Begin EXTRACT TO READ

Action! Drama Studies
students got some expert fight scene tuition from a former graduate turned actor and fight director.
Kiel O’Shea, who graduated with a First from DMU in 2009, is not only carving out a career as a professional actor, he is increasingly in demand for his skills as a fight director.
And this month, he returned to DMU for the first time since graduating to run a workshop for students studying the Shakespeare module. They were working on the King Lear scene in which Edgar kills Oswald and finally discovers his brother Edmund’s treachery.
Waving rubber knives, they learned to block, co-ordinate moves and put together a short fight routine which they performed at the end of the session.
“It’s great to be back at DMU, I have good memories of my time here,” said Kiel, who is enrolled with the British Academy of Dramatic Combat, the UK’s leading trainers of safe and dramatically effective performance combat.
“The students are doing really well, especially considering that what I have been teaching was a bit more intense than I’d normally expect. There’s been lots for them to pick up and concentrate on.”

End EXTRACT TO READ
Begin RECORDS FOR THE TASK

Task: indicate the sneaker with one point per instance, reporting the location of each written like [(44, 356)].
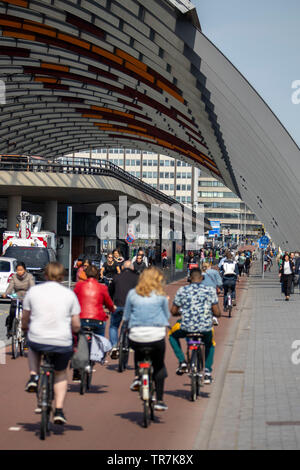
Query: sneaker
[(160, 406), (76, 376), (208, 378), (114, 353), (135, 386), (32, 384), (182, 368), (59, 417)]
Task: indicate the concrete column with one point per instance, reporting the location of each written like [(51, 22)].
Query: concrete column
[(14, 207), (50, 218)]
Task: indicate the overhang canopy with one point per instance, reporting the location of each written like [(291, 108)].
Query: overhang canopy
[(97, 73)]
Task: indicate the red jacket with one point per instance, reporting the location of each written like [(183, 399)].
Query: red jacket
[(92, 296)]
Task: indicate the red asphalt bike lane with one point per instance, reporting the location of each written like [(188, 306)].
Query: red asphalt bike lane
[(109, 416)]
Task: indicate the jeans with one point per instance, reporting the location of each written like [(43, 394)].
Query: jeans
[(157, 356), (115, 321), (208, 342), (98, 329)]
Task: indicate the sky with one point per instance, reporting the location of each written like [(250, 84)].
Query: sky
[(262, 39)]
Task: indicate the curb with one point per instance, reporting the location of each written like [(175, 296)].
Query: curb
[(203, 437)]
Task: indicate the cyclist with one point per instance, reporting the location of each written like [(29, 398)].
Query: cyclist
[(147, 313), (118, 290), (144, 257), (20, 283), (139, 265), (110, 267), (92, 297), (230, 272), (118, 258), (197, 304), (50, 314)]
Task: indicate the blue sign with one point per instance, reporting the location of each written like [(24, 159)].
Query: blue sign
[(216, 228)]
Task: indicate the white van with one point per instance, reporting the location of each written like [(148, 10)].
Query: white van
[(7, 269)]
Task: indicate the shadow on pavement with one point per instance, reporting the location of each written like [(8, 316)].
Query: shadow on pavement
[(137, 418), (74, 388), (54, 428)]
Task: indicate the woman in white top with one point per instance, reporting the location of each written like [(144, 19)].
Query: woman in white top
[(286, 275), (50, 314)]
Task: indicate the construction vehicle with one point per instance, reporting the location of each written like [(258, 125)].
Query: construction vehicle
[(29, 234)]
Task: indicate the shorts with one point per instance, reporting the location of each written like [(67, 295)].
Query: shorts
[(61, 357)]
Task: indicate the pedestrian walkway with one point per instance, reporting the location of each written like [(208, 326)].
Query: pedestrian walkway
[(255, 402)]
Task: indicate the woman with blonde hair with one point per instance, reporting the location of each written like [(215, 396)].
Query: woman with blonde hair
[(147, 313)]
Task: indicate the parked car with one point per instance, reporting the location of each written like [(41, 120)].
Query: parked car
[(7, 269), (35, 258)]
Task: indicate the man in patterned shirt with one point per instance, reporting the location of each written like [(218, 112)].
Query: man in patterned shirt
[(197, 304)]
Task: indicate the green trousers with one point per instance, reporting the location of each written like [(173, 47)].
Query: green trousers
[(175, 337)]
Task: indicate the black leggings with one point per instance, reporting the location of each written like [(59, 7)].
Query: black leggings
[(157, 356), (11, 315)]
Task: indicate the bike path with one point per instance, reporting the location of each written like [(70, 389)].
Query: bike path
[(258, 406), (110, 415)]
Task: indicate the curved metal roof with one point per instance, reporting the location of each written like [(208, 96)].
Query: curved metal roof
[(91, 73)]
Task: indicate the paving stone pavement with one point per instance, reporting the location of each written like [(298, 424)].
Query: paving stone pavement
[(257, 395)]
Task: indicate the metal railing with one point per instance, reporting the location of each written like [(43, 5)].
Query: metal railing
[(95, 168)]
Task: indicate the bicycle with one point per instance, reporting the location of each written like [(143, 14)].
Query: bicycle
[(45, 393), (228, 303), (18, 337), (196, 363), (145, 373), (123, 348), (86, 374)]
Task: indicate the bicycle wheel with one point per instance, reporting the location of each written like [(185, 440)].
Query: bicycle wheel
[(14, 339), (146, 413), (43, 398), (194, 376), (123, 352), (83, 382), (89, 376)]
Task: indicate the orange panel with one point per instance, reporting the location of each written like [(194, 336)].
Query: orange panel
[(20, 3), (45, 79), (99, 108), (131, 59), (17, 35), (170, 91), (14, 24), (62, 68), (135, 69), (106, 54), (137, 128), (39, 29), (73, 40)]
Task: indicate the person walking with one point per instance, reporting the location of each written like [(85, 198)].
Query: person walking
[(286, 274), (50, 314), (197, 304), (147, 313), (20, 283)]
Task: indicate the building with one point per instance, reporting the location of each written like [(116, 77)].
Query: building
[(187, 185)]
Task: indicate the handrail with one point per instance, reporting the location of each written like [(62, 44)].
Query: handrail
[(97, 167)]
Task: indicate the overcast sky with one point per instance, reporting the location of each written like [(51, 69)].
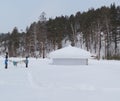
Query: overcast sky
[(21, 13)]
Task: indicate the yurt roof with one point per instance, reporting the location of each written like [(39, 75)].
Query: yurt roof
[(70, 52)]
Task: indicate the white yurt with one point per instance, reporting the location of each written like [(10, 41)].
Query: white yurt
[(70, 56)]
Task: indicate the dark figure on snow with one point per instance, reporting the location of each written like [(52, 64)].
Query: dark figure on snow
[(26, 62), (6, 60)]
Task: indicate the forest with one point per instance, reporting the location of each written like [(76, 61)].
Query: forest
[(95, 30)]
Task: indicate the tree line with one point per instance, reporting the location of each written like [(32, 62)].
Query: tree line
[(96, 30)]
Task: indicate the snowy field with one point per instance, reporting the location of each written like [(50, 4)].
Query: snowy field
[(42, 81)]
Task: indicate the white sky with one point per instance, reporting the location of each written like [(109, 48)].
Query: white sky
[(21, 13)]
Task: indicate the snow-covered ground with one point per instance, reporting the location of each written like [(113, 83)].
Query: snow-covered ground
[(42, 81)]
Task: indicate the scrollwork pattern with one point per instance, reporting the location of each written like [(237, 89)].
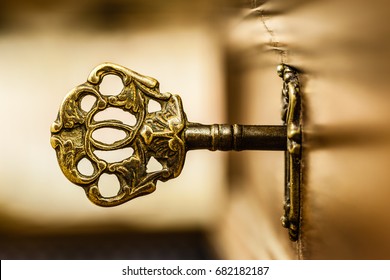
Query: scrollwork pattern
[(154, 134)]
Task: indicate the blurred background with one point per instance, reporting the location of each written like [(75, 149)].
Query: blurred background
[(220, 57)]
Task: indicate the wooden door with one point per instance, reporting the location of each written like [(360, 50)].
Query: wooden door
[(341, 49)]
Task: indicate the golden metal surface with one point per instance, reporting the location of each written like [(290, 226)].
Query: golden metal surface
[(164, 135), (154, 134), (291, 115)]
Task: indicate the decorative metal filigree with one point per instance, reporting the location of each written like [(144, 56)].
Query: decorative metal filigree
[(154, 134), (291, 116)]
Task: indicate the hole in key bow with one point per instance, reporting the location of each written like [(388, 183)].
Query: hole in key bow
[(108, 135), (114, 155), (153, 106), (85, 167), (87, 102), (108, 185), (153, 165), (111, 85), (113, 113)]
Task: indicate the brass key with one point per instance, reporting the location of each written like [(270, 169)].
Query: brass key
[(165, 135)]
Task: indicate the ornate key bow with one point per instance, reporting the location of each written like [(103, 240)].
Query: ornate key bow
[(155, 134), (165, 135)]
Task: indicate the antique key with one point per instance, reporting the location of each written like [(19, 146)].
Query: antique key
[(165, 135)]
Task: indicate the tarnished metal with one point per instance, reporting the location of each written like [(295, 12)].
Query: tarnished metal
[(291, 116), (164, 135)]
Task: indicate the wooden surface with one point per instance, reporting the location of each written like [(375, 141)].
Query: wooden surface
[(342, 49)]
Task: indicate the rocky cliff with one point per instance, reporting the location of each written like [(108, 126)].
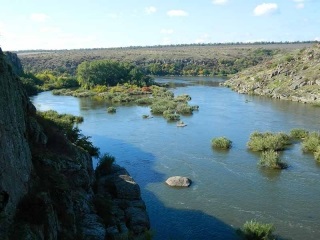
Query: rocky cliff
[(293, 76), (46, 182), (14, 61)]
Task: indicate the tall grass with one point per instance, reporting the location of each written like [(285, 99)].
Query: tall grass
[(268, 141), (253, 230), (298, 133), (270, 159), (221, 143), (311, 142)]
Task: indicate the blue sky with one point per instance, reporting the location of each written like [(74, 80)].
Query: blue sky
[(72, 24)]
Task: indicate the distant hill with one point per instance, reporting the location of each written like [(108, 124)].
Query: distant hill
[(198, 59), (292, 76)]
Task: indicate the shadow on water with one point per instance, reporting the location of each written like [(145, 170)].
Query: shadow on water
[(166, 222)]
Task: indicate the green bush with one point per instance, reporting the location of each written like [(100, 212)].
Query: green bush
[(144, 101), (111, 110), (66, 122), (221, 143), (171, 115), (268, 141), (311, 142), (271, 159), (183, 98), (298, 133), (184, 108), (104, 165), (317, 154), (253, 230)]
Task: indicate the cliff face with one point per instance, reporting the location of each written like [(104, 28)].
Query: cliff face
[(14, 61), (15, 154), (46, 182), (292, 76)]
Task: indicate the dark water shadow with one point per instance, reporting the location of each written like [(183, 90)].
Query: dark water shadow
[(166, 222)]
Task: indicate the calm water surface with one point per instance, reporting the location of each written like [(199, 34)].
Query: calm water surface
[(228, 188)]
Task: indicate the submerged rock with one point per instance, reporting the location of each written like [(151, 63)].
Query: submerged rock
[(178, 181)]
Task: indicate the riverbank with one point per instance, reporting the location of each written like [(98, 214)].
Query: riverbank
[(293, 76)]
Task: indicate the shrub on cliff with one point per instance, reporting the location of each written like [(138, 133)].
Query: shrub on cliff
[(317, 154), (105, 164), (254, 230), (66, 124), (221, 143), (311, 142), (268, 141), (271, 159)]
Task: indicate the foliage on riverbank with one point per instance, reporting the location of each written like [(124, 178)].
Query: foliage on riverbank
[(290, 76), (268, 141), (188, 60), (254, 230), (161, 100), (67, 124), (221, 143), (270, 159)]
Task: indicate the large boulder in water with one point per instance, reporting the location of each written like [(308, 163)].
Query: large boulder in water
[(178, 181)]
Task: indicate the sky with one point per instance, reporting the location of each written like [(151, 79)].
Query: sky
[(74, 24)]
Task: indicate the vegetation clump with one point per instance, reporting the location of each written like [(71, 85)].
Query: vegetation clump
[(221, 143), (171, 115), (270, 159), (111, 110), (268, 141), (299, 133), (104, 165), (110, 73), (254, 230), (66, 124), (317, 154), (311, 142)]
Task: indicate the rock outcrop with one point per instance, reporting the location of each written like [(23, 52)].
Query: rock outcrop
[(46, 182), (292, 77), (178, 181), (128, 212), (14, 61)]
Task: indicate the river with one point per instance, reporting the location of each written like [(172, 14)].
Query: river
[(228, 187)]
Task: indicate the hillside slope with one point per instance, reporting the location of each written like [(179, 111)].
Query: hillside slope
[(294, 76), (162, 60), (48, 188)]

End RECORDS FOR THE TASK

PROBLEMS TO SOLVE:
• A. Name the characters that the drama workshop article places in the King Lear scene the students worked on.
• B. Swap "indicate" for "mark" in the pointing and labeling entries, covering everything from the line containing "Task: indicate the curb" down to the line containing "[(197, 304)]", both included, and return only those lines.
The drama workshop article and the entries are separate, unrelated material.

SOLVED PROBLEMS:
• A. Edgar, Oswald, Edmund

• B.
Task: mark the curb with one point per instance, reporting the location of each written like [(175, 296)].
Query: curb
[(203, 437)]
Task: mark the cyclist with one point per instance, reporting the location of each written like [(29, 398)].
Query: cyclist
[(147, 313), (118, 290), (144, 257), (20, 283), (139, 265), (110, 267), (92, 297), (230, 272), (118, 258), (197, 304), (50, 314)]
Task: mark the blue sign with one point per instance, reporting the location of each written like [(24, 159)].
Query: blue sign
[(216, 228)]
Task: mark the white van with one point per instance, reporting the location of each written like [(148, 10)].
Query: white van
[(7, 269)]
Task: mark the shadow on pavement with one point per instance, reporting the location of each written like [(8, 316)].
Query: shadow on pavement
[(137, 418), (74, 388), (54, 428)]
Task: mark the woman in white top with one point per instance, reporting the location of each written like [(144, 19)].
Query: woman in white top
[(286, 275), (50, 314)]
Task: mark the construction vehicle with one point per instance, reporting the location of each written like [(258, 125)].
Query: construction vehicle
[(29, 234)]
Task: mark the shorts with one point per instance, reporting the location of each written like [(67, 295)].
Query: shorts
[(61, 357)]
Task: mark the pedestrian walkway with one point per instance, reporting the location of each written like [(208, 326)].
Query: pedestrian walkway
[(255, 402)]
Task: mark the woman with blonde hair with one point per instance, reporting the location of each written like [(215, 396)].
Query: woman with blonde hair
[(147, 313)]
Task: mark the parked car with one point per instance, reporting the location of each written like [(41, 120)].
Query: parked car
[(7, 269), (35, 258)]
Task: mark the man in patterned shirt with one point per instance, reporting the location of each written like [(218, 112)].
Query: man in patterned shirt
[(197, 304)]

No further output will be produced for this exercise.